§ **EXCERPT**
★ ★ ★ ★ ★
The Fussball Club Basel 1893 1988–89 season was their 95th season since the club's foundation. Charles Röthlisberger was the club's chairman, in the club's history he was their 31st chairman and this was his second year in this position. FC Basel played their home games in the St. Jakob Stadium. Following their relegation the season before this was their first season in the second tier of Swiss football since the 1945–46 season.

Overview

Pre-season
Following their relegation after the previous Nationalliga A season the club's priority aim was to return immediately to the top flight of Swiss football. Urs Siegenthaler was first-team coach for the second consecutive season. Due to the relegation there were many modifications in the squad. Ruedi Zahner retired from active football. Both goalkeeper moved on, Bernard Pulver to Young Boys and Urs Suter to Zürich. Stefan Bützer and Frank Eggeling both transferred to Emmenbrücke. Thomas Hauser and Varadaraju Sundramoorthy went to play for local rivals Old Boys. Dominique Herr moved on to Lausanne-Sport. The two forwards Adrian Knup transferred to Aarau and Peter Nadig to Luzern. Scottish ex-international Gordon Smith moved home to Scotland and joined Stirling Albion before ending his football career. Adrian Sedlo moved to Mulhouse and with four other players the contracts were not prolonged.

The club's financial problems had worsened during the previous season, this also due to the sinking number of spectators. But because an immediately to the top flight was the priority, 12 new players were signed in. Goalkeeper Remo Brügger was signed in from Luzern and his back up Roger Glanzmann from FC Therwil. The experienced players Andre Rindlisbacher transferred in from Aarau, Rolf Baumann from VfB Stuttgart, Mario Moscatelli from St. Gallen and Lucio Esposito from Luzern. There were a number of new players who joined from lower division clubs. For example Michael Syfrig, who had played a big role in the promotion of FC Glarus the previous season, signed in on his first professional contract. Then local youngsters Germano Fanciulli joined from local rivals Old Boys and Andre Cueni from FC Laufen. Further Beat Aebi came from FC Volketswil, Kurt Spirig came from Diepoldsau and Patrick Liniger was brought from the youth team.
★ ★ ★ ★ ★
(Items stored from a collection)
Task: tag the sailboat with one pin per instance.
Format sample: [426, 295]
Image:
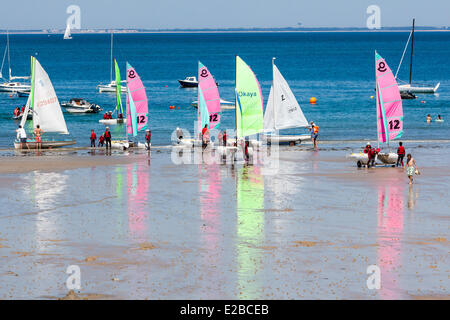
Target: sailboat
[409, 87]
[283, 111]
[137, 110]
[389, 112]
[112, 85]
[10, 85]
[119, 108]
[47, 111]
[249, 103]
[67, 34]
★ ★ ★ ★ ★
§ **GOAL OF THE EXERCISE**
Please rewrite the FC Basel season text starting with "The Fussball Club" and going on through "the 1945–46 season.", putting "Rankhof" in place of "St. Jakob Stadium".

§ **CORRECT RESPONSE**
The Fussball Club Basel 1893 1988–89 season was their 95th season since the club's foundation. Charles Röthlisberger was the club's chairman, in the club's history he was their 31st chairman and this was his second year in this position. FC Basel played their home games in the Rankhof. Following their relegation the season before this was their first season in the second tier of Swiss football since the 1945–46 season.